Il capitolo Passato Prossimo si apre su una bandiera europea consumata – difficile credere che nelle menti dei registi non lo sia anche figurativamente –, la stoffa è logora e ormai da sostituire, due impiegati valutano quali bandiere siano da tenere e quali da sostituire. Ci troviamo all’Unità di Crisi del Ministero degli Esteri, un presidio di pace che fornisce assistenza agli italiani in situazioni di rischio all’estero. Il contesto risulta però distante e estraneo agli effettivi pericoli vissuti dalle persone in Siria, in Libia, in Somalia e nei Paesi con cui i funzionari dell’ufficio interagiscono, indicati da spersonalizzanti simboli e icone all’interno di mappe disegnate sugli schermi dei computer. Sono molte le riprese di ambienti asettici, videosorvegliati, sicuri, delle sculture di Arnaldo Pomodoro e delle numerose opere d’arte. Le immagini di esplosioni e rapimenti vengono riprese attraverso i vetri di finestre perfettamente pulite, sono solo un lontano riflesso di tutto l’orrore che si sta scatenando a Mogadiscio o nel Kurdistan. Anche in questi presidi la guerra è onnipresente, arginata solo momentaneamente dalla pace che la contiene così come il fotogramma che la immortala, una breve fase di stallo tra una guerra e l’altra.
Il terzo capitolo è incentrato sul Presente, ambientato in Francia, all’ECPAD – l’Agenzia della Immagini del Ministero della Difesa Francese – istituzione in cui giovani fotografi studiano le immagini di guerra per poterle in seguito scattare sul campo. Allo stesso tempo, alcuni cadetti si preparano alla guerra attraverso duri allenamenti fisici. D’Anolfi e Parenti ci portano all’interno delle classi in cui si analizzano soggettivamente e oggettivamente immagini di guerra rapportandole al contesto culturale, si studia la rappresentazione delle battaglie nella storia dell’arte, e si parla con distacco della struttura, della divisione e della composizione di foto che rappresentano cadaveri che giacciono al suolo. Mentre si analizzano gli effetti della guerra, i cadetti si addestrano e si impegnano in simulazioni di operazioni militari che verranno a loro volta documentate e fotografate, l’ironia di questo ciclo continuo è sottile ma ben presente. Anche all’ECPAD l’archivio fotografico assume un ruolo importante. Tornano così le bobine, lo studio della guerra attraverso le immagini che ci ha accompagnato dal primo capitolo, dall’archivio dell’Adamello, rapportato poi alla contemporaneità all’Unità di Crisi del Ministero degli Esteri.
In ogni capitolo c’è quindi una distanza tra i soggetti protagonisti al centro dei distinti filoni narrativi, che procedono su binari paralleli e che seppure distanti in un sistema chiaramente polarizzato sono al contempo intimamente legati: l’archivio dell’Adamello e il repertorio di immagini in esso conservate, l’Unità di Crisi e i Paesi che ricevono assistenza dai suoi operatori, gli studenti di fotografia e i cadetti che si addestrano per la guerra.

ELENCO:
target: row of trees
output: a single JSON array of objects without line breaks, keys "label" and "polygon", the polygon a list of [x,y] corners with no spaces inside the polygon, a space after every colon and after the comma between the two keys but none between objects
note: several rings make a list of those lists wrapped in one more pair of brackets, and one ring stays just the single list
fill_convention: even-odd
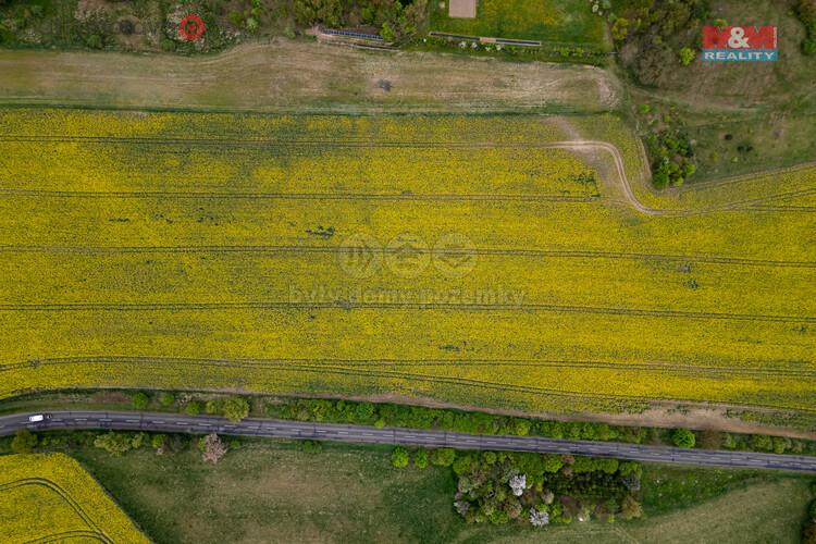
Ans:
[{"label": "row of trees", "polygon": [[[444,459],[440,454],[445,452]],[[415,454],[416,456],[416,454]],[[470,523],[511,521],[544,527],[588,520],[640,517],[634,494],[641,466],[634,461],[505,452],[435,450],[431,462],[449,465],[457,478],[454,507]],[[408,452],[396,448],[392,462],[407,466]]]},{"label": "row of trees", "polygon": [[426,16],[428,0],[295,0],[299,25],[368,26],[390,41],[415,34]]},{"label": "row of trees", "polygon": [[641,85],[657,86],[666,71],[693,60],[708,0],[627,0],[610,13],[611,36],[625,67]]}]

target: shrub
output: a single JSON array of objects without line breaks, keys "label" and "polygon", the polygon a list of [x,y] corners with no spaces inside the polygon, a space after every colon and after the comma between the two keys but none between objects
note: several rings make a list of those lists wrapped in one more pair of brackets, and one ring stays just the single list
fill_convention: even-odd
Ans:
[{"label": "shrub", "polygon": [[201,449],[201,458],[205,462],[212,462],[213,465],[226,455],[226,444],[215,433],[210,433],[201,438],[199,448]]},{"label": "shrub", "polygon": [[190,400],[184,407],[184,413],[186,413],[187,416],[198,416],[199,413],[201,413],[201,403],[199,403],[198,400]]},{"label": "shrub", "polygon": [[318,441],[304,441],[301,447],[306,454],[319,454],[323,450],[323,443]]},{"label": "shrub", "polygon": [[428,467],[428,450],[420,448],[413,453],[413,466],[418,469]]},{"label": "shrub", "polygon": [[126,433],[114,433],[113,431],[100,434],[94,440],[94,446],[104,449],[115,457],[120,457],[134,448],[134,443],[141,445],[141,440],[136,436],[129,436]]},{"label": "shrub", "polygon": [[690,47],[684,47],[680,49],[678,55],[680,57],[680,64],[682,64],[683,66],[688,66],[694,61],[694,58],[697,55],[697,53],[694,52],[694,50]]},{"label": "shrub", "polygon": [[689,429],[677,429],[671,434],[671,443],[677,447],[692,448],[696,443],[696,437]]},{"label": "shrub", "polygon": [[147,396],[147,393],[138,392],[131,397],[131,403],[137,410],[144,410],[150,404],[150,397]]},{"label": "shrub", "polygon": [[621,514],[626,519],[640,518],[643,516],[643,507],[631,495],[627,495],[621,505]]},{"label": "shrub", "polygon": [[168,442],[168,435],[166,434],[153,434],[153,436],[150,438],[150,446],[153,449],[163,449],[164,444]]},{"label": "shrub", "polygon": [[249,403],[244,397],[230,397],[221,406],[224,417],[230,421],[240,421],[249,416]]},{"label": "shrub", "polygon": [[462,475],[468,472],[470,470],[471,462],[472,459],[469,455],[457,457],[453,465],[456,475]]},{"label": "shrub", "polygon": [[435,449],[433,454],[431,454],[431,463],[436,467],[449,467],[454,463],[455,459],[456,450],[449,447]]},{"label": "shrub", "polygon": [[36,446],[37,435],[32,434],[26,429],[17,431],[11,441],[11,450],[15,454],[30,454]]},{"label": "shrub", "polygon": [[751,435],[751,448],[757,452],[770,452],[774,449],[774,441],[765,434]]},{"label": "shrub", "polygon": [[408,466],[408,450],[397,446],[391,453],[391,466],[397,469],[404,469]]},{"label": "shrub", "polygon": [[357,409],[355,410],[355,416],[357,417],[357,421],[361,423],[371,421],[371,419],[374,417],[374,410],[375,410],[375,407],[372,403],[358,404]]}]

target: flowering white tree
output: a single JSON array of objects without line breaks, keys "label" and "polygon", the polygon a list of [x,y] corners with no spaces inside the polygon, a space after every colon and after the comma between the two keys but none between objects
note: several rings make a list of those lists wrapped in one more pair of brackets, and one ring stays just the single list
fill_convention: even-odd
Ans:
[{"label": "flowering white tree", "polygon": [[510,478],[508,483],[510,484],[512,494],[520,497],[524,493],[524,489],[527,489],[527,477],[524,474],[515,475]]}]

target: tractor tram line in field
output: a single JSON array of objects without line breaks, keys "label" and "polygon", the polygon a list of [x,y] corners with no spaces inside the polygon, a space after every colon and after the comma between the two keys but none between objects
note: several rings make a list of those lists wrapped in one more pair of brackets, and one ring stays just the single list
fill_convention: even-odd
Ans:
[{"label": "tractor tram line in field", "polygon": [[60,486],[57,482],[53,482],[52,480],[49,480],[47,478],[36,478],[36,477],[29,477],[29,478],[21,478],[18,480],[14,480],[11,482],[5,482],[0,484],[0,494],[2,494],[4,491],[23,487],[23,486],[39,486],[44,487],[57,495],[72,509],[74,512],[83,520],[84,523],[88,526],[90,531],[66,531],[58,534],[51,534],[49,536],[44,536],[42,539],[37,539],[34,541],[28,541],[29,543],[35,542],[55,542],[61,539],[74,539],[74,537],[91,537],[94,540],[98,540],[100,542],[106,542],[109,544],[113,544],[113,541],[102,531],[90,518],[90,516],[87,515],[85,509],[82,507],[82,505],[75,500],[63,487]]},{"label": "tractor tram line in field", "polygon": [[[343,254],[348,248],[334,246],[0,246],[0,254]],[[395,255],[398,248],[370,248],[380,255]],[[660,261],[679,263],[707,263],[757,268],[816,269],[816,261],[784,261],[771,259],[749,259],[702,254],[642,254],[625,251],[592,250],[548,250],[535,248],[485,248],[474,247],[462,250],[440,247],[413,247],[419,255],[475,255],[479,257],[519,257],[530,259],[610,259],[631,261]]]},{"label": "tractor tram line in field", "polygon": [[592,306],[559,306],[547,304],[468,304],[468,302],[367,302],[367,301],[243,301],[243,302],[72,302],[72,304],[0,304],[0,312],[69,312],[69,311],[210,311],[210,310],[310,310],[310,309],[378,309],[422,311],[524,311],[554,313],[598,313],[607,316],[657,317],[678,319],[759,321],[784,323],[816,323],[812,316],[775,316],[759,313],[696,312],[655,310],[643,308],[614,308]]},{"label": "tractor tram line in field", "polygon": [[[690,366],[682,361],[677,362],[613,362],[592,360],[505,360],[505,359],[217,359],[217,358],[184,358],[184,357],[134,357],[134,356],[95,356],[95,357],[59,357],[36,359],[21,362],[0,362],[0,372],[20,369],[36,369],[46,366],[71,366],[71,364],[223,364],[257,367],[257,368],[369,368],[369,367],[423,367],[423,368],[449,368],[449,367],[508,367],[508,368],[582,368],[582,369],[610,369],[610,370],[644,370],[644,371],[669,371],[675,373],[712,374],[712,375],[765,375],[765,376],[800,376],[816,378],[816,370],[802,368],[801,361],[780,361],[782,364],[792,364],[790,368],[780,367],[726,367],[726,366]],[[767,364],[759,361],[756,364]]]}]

CONSEGNA: Per favore, scrivi il seguito del brano sul film di D'Anolfi e Parenti a partire dalla sua ultima frase.

SOLUZIONE:
Infine, il capitolo conclusivo del documentario riguarda il Futuro, ed è la summa del discorso condotto finora. Il quesito iniziale del film ruota intorno allo scopo della conservazione delle immagini. Perché custodirle con cura se non servono a trovare la pace? La risposta è illustrata proprio dalle sequenze finali del film, ambientate alla Cinémathèque Suisse, dove la Croce Rossa internazionale conserva il suo archivio. Le immagini di alcuni sopravvissuti alla Shoah immortalati nel racconto della loro esperienza di deportazione, prigionia e liberazione vengono proiettate su pile di bobine. Queste ultime custodiscono a loro volta immagini che in un futuro si riveleranno altrettanto preziose, ed è la proiezione a esplicarne il senso. Si tratta di una conclusione dal forte impatto simbolico: lo scopo della salvaguardia delle immagini risiede nel valore della testimonianza diretta e nella sua trasmissione, le immagini sopravvivranno alle vittime e ai carnefici. Di fronte al dilemma sulle modalità di contenimento delle situazioni di guerra i due registi trovano una soluzione (o una forma di sollievo) nell’arte, e più nello specifico nel cinema:
Crediamo che oggi più che mai sia necessario ripensare agli strumenti che prevengono, limitano, contengono i conflitti in favore del dialogo tra uomini e istituzioni. […] Abbiamo dunque deciso di riflettere sulle immagini del passato e del presente non solo come strumento di guerra, ma anche come possibile strumento di pace. (cfr.)
È nell’ambito della loro evoluzione poetico-sperimentale che Massimo D’Anolfi e Martina Parenti con Guerra e pace decidono di conferire una maggiore ricchezza all’aspetto sonoro. I due integrano la grande cura nella presa diretta dell’audio ambiente, che sta alla base dei loro documentari, con l’aggiunta di suoni artificiali slegati dalla scena rappresentata e che talvolta risultano stridenti e stranianti, come a costante promemoria della distanza tra il documentario e il reale, e l’impossibilità di quest’ultimo di essere rappresentato. Inoltre, i brani musicali sono più presenti e frequenti rispetto alle opere passate. Guerra e pace rifugge la più tradizionale drammaturgia legata alla guerra, decidendo di mostrarla direttamente e indirettamente, alternandola ai luoghi di pace che mantengono un costante legame con essa. Così facendo, il film traccia anche una storia del cinema, dell’arte, della fruizione delle immagini e della loro analisi, esplicitando lo scarto tra le modalità di ripresa e le prospettive passate e quelle contemporanee, mostrando un’evoluzione e forse persino un’assuefazione alle immagini di guerra. Il documentario si addentra in un’analisi meta-cinematografica, riflettendo sulle modalità di racconto del cinema e mostrandone le infinite potenzialità rappresentative, in un racconto guidato da una precisa consapevolezza, esemplificata dalle parole dello stesso D’Anolfi:
Il cinema è un’arte giovane e quindi ancora inesplorata, non si tratta solo di intrattenimento, di consolazione, di identificazione e di mimesi, si tratta piuttosto di inventare un nuovo linguaggio.